Edit the records below by replacing every occurrence of "field scouting sheet" with "site survey form", leaving all other text unchanged.

Stored data entries.
---*---
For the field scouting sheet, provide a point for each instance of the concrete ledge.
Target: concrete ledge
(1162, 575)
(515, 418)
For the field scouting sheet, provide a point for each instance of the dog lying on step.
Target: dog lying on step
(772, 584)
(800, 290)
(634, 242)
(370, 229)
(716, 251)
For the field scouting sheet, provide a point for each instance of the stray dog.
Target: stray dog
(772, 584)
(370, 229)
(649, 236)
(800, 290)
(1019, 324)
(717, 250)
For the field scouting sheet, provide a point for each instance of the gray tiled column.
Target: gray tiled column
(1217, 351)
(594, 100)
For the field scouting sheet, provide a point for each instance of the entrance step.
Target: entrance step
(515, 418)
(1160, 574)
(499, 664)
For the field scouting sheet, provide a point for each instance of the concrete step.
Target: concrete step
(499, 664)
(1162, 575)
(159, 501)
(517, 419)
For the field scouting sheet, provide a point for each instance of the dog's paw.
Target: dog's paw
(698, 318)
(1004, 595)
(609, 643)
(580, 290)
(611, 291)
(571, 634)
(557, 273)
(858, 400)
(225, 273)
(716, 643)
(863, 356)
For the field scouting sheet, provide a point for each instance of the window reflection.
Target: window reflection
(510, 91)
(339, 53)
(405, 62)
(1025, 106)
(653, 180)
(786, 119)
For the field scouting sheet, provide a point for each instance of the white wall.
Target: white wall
---*---
Result.
For the site survey form, provide a point for each instance of the concrete ledge.
Target: concrete ledge
(1162, 575)
(515, 418)
For the site survey form, provide a point for each instance of the dog lying on step.
Target: dog lying on step
(772, 584)
(800, 290)
(634, 242)
(370, 229)
(716, 251)
For the site survey form, provide a point for each instance of the stray dog.
Target: stray dog
(772, 584)
(370, 229)
(649, 236)
(800, 290)
(1019, 324)
(717, 250)
For the site survey form, provide a point for each instance of the gray tiled column.
Target: gray tiled column
(1217, 351)
(594, 100)
For the site survey form, provide a point for each instance of the entrance step.
Target: entrance step
(515, 418)
(1160, 574)
(499, 664)
For the site survey form, provide a point for each instance of the concrete step.
Target: concrete step
(499, 664)
(1162, 575)
(159, 501)
(517, 419)
For the site survey form, provide a point for each instance of the dog's paw.
Target: dog's paw
(698, 318)
(1004, 595)
(609, 643)
(580, 290)
(611, 291)
(571, 634)
(557, 273)
(858, 400)
(225, 273)
(716, 643)
(863, 356)
For the site survey form, provide a point for each instance of the window reflection.
Target: window reflection
(510, 91)
(339, 53)
(405, 62)
(1025, 106)
(653, 180)
(786, 119)
For the site survey form, provide a point for each instance of the white wall.
Target: white wall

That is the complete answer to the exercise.